Extracted text:
=-=-=-=-=

Fixing Mass Effect black blobs on modern AMD CPUs

Thom Holwerda 2020-07-20 Games 9 Comments

Mass Effect is a popular franchise of sci-fi roleplaying games. The first game was initially released by BioWare in late 2007 on Xbox 360 exclusively as a part of a publishing deal with Microsoft. A few months later in mid-2008, the game received PC port developed by Demiurge Studios. It was a decent port with no obvious flaws, that is until 2011 when AMD released their new Bulldozer-based CPUs. When playing the game on PCs with modern AMD processors, two areas in the game (Noveria and Ilos) show severe graphical artifacts.
[…]
What makes this issue particularly interesting? Vendor-specific bugs are nothing new, and games have had them for decades. However, to my best knowledge, this is the only case where a graphical issue is caused by a processor and not by a graphics card. In the majority of cases, issues happen with a specific vendor of GPU and they don’t care about the CPU, while in this case, it’s the exact opposite. This makes the issue very unique and worth looking into.

An extremely detailed look into the analysis and fix for this very specific bug – and a download with the fix, of course.

About The Author

Thom Holwerda

Follow me on Mastodon @thomholwerda@exquisite.social

9 Comments

2020-07-20 9:16 pm
Alfman verbose=1
Well, it’s an interesting article and props to them for getting it working. I wish they dug a little further to identify the exact difference between D3DXMatrixInverse and XMMatrixInverse on AMD CPUs. They speculate that it could be a precision issue, but even rounding differences doesn’t clearly explain why the rendering goes black… Their job is done and they wrote a patch to avoid the faulty branch, but it seems like they got too tired of debugging to solve the mystery of the faulty branch, haha.

=-=-=-=-=

Requirement:
Copy out the part of the Mass Effect page between "Fixing Mass Effect" and "severe graphical artifacts.", inclusive. The entries play no part in this work.

Provided information:

=-=-=-=-=

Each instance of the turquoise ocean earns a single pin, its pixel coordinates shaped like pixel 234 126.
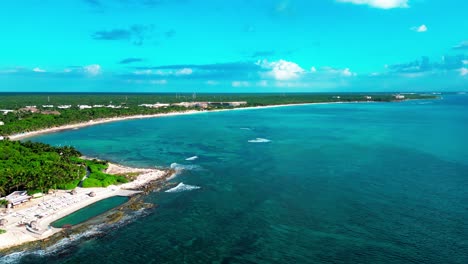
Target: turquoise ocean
pixel 330 183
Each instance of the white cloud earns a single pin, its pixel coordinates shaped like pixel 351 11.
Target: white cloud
pixel 184 71
pixel 464 71
pixel 282 70
pixel 420 29
pixel 93 69
pixel 383 4
pixel 262 83
pixel 37 69
pixel 211 82
pixel 159 82
pixel 240 84
pixel 343 72
pixel 143 72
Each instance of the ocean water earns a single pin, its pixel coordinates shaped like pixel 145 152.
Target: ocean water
pixel 337 183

=-=-=-=-=

Response:
Fixing Mass Effect black blobs on modern AMD CPUs

Thom Holwerda 2020-07-20 Games 9 Comments

Mass Effect is a popular franchise of sci-fi roleplaying games. The first game was initially released by BioWare in late 2007 on Xbox 360 exclusively as a part of a publishing deal with Microsoft. A few months later in mid-2008, the game received PC port developed by Demiurge Studios. It was a decent port with no obvious flaws, that is until 2011 when AMD released their new Bulldozer-based CPUs. When playing the game on PCs with modern AMD processors, two areas in the game (Noveria and Ilos) show severe graphical artifacts.